EXERCISE GOAL — Copy out the entries below word for word, from the line with "Exercise. Point to the orange hydraulic" up to and including the line with "Target: truck wheel".

AVAILABLE DATA —
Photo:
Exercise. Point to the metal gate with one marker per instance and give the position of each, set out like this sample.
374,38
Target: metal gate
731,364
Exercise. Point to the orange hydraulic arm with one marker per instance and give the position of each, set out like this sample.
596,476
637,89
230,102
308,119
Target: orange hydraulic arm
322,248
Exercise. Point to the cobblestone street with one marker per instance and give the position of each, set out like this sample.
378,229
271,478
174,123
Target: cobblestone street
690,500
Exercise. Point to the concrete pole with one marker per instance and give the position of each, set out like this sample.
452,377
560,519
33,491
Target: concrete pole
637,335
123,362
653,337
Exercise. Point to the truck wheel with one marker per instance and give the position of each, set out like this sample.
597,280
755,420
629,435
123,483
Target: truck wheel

---

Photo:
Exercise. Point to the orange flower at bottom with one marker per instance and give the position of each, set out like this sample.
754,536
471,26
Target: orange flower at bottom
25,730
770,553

---

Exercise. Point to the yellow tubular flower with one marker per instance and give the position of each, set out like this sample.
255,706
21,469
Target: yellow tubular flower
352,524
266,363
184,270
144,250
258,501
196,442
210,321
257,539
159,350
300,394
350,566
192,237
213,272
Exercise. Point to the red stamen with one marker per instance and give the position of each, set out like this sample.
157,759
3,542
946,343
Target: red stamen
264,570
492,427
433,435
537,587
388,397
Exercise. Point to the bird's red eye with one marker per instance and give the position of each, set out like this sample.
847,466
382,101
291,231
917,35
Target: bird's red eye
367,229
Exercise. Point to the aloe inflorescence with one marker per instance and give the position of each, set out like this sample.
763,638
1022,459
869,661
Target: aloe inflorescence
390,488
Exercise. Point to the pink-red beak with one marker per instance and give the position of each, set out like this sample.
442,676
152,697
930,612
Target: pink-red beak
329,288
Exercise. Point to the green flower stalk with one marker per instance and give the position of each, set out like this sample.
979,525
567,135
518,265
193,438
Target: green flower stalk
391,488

SOLUTION TO THE PROBLEM —
Exercise. Point to the orange hydraulic arm with one marker per instance and give the position of each, set out like this sample.
596,476
637,89
230,102
308,119
Target: orange hydraulic arm
322,248
Exercise. Point to the cobblestone street with one marker per instance and give the position of each, set out like this sample.
378,229
271,478
174,123
Target: cobblestone street
690,500
Exercise. Point to the concrete pole with one marker per instance and give the position of each, set out like this sample.
452,377
560,519
33,491
Target: concrete pole
637,335
123,362
653,337
Exercise. Point to the truck wheel with one marker per instance and give the position of each, set out like this sample.
597,280
755,420
629,435
123,483
Target: truck wheel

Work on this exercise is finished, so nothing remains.